_Records to use_
★ ★ ★

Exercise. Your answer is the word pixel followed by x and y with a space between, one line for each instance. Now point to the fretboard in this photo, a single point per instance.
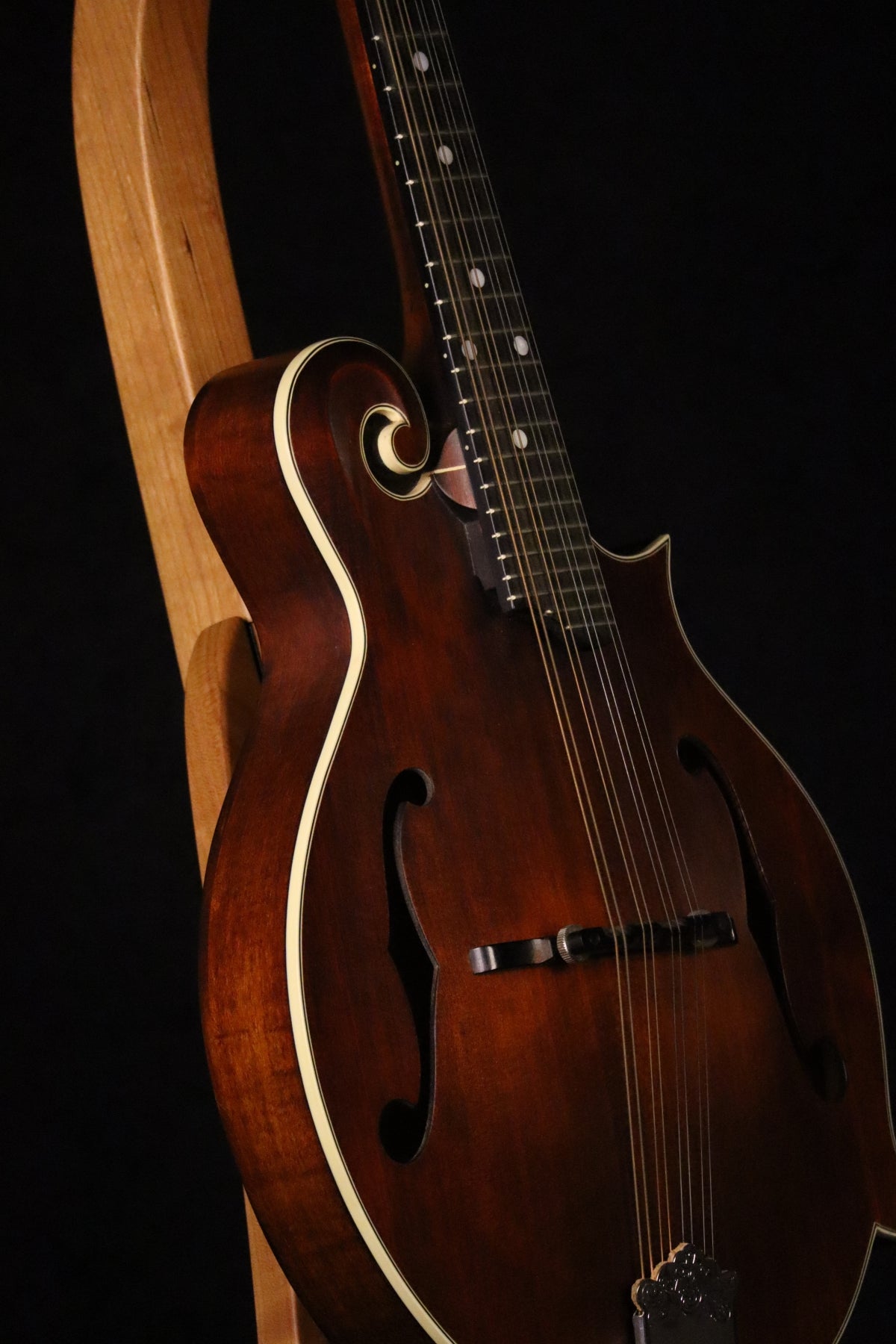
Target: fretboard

★ ★ ★

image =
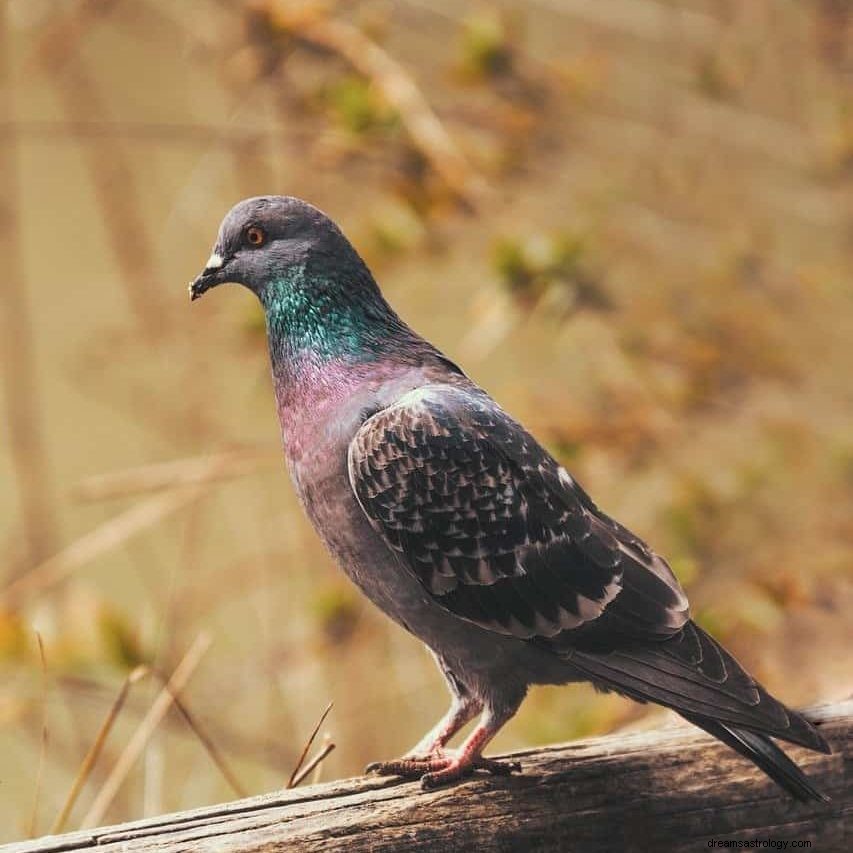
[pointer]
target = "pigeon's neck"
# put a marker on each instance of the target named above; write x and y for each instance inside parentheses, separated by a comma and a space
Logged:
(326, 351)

★ ★ ★

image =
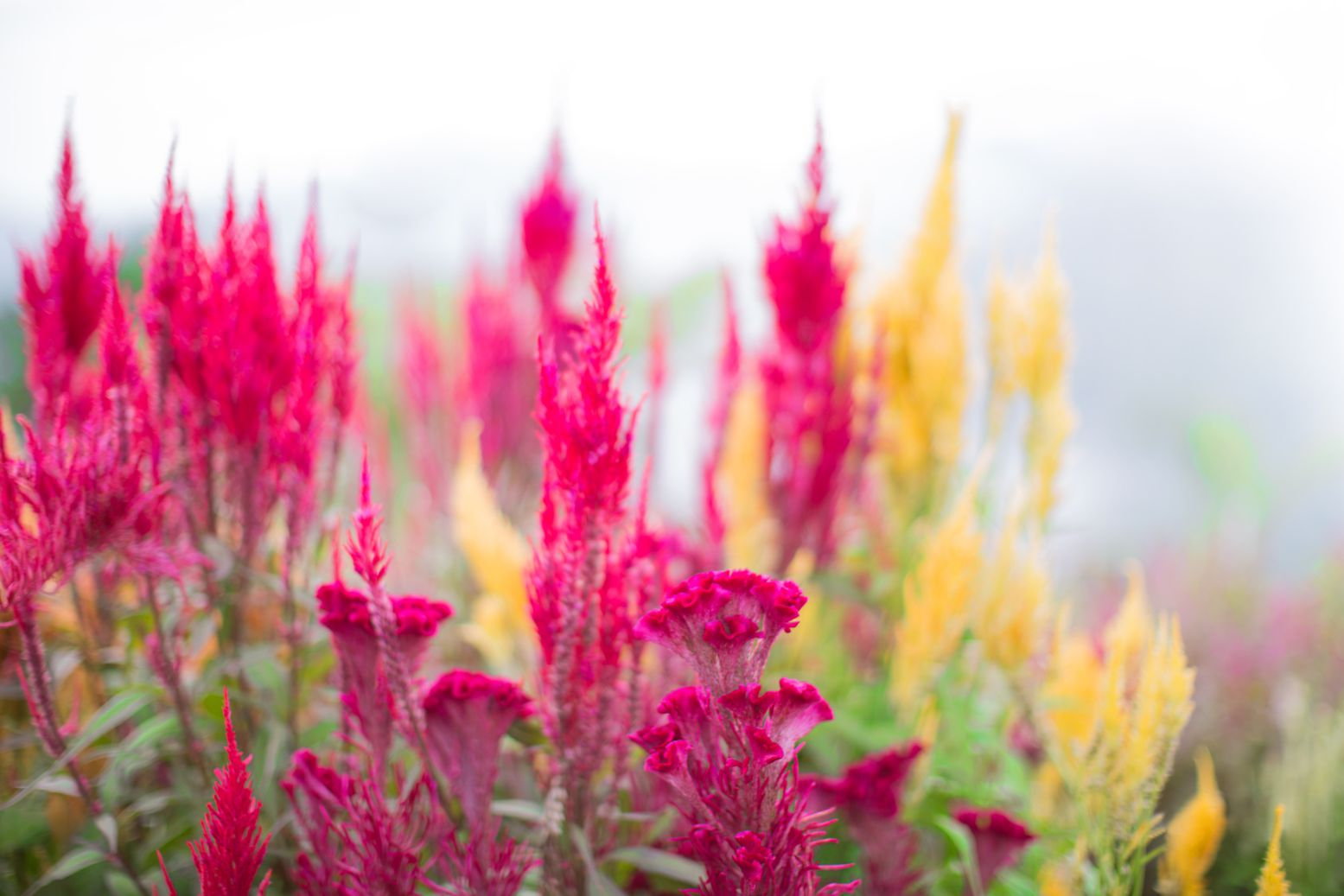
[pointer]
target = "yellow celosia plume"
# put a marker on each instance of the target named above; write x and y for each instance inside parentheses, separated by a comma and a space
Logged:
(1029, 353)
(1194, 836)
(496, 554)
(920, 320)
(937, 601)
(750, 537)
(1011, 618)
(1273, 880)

★ ★ ★

_Work to be completed_
In the data above, start at the line holding "Exercise. Your answer" and stop after the line holding "Target: fretboard"; write out those lines exactly, without pictures.

_Finished task_
Exercise. Your answer is the word pixel followed by x and y with a space between, one line for each instance. Now point to the fretboard in this photo, a single point per instance.
Target: fretboard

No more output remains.